Start Records supplied
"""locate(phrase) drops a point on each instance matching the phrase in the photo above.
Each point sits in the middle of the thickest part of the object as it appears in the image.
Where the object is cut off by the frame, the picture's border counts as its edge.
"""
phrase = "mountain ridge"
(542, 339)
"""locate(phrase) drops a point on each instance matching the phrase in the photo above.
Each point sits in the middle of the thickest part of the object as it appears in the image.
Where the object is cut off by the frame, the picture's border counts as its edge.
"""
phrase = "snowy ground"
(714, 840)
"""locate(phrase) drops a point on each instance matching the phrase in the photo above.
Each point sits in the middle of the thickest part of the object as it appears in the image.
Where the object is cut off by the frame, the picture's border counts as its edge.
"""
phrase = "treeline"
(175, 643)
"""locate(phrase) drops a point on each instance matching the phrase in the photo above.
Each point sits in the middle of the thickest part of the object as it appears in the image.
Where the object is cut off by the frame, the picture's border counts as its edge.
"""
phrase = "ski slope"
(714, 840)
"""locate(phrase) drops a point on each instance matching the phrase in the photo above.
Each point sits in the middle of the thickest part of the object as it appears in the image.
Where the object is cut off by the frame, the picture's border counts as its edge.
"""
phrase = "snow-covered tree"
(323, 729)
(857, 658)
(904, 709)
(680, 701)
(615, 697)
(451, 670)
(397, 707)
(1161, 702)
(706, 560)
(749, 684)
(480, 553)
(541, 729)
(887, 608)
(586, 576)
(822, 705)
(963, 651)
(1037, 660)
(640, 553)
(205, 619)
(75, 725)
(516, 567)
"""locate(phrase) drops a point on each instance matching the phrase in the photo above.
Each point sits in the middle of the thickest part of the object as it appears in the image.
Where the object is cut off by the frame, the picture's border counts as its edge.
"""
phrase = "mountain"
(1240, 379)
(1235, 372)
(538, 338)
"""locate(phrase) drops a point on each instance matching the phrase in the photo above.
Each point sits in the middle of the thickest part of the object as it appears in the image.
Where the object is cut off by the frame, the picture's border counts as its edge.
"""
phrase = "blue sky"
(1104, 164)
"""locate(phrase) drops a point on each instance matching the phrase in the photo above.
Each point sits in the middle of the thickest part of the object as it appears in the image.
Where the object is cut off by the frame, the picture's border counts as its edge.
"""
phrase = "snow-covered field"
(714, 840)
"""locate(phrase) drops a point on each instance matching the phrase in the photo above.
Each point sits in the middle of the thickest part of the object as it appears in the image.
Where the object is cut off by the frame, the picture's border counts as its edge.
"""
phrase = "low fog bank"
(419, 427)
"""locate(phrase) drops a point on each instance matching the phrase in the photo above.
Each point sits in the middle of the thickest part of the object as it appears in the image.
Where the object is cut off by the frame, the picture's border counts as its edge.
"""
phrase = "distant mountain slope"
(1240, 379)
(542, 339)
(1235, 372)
End Records supplied
**Exercise brief:** Write each line above out exactly.

**Solved problem:**
"""locate(phrase) drops a point on each instance matching the phrase in the photo above.
Each point sits in the middle of the thickest part of the object as it appears in the image.
Where the object is cut off by the frame, the picture's border counts as its edge.
"""
phrase = "mountain ridge"
(542, 339)
"""locate(phrase) drops a point on each instance matching the phrase in the photo above.
Each point sits in the middle of the thickest part of the object as it appears in the image.
Where the object is cut off by the frame, the picture's border counts as its edge.
"""
phrase = "snowy ground"
(714, 840)
"""locate(phrase) drops a point on each instance matching the phrase in the photo above.
Each point sits in the middle of the thickest part of the object as it appears in the image.
Where the object is cut off by the frame, the picture's border counts as its edge.
"""
phrase = "treeline"
(175, 643)
"""locate(phrase) drops a point on each instance matching the phrase in the photo above.
Each point sits in the middle of the thickest part of the object as it appears in the image.
Where the object is cut off by the frame, the picture's border counts as its edge.
"""
phrase = "ski slope"
(714, 840)
"""locate(phrase) drops a point on each instance matching the phrase in the photo above.
Each point sits in the middle of the thickest part of the object as it appears in the image.
Where the object is cut off by the frame, the picture's border counts as its edge.
"""
phrase = "snow-covered tree"
(323, 729)
(857, 658)
(904, 709)
(680, 701)
(615, 697)
(451, 670)
(397, 707)
(1161, 702)
(706, 560)
(749, 684)
(480, 553)
(541, 729)
(887, 608)
(586, 576)
(822, 705)
(963, 651)
(1037, 660)
(640, 553)
(205, 619)
(75, 725)
(516, 567)
"""locate(phrase) drops a point on each instance matching the phrase in the photo above.
Each point sits in the middle of the thickest part of the object as it appears in the image.
Where the object is cut off by the frame, the picture's border counts as its edge.
"""
phrase = "mountain"
(1240, 379)
(1235, 372)
(538, 338)
"""locate(phrase) drops a point on each instance matching the phrase in the photo above.
Each point sits in the middle of the thickest part of the object as it appears in the image.
Where the object is cut off by the frame, the picture's border counts as its edge.
"""
phrase = "blue sky"
(1104, 164)
"""locate(phrase) drops a point on each instance matching the phrase in the photo above.
Each point sits in the middle of the thickest part of the object as it appears in the image.
Where the object is cut off by the frame, the picture's border counts as its edge.
"""
phrase = "snow-covered field"
(714, 840)
"""locate(phrase) drops a point on each instance matching the phrase in the photo above.
Each point sits in the middle of the thickest part of the object as it appears in the image.
Where the object is cut off by the frame, the picture's border counts as its edge.
"""
phrase = "low fog bank"
(419, 427)
"""locate(phrase) drops a point on each instance matching the phrase in the photo above.
Each point sits in the middle of the thickest part of the object as it appears in the image.
Where the object is cut off by the frame, the picture's border counts as its edge.
"""
phrase = "distant mountain slope"
(1240, 379)
(542, 339)
(1235, 372)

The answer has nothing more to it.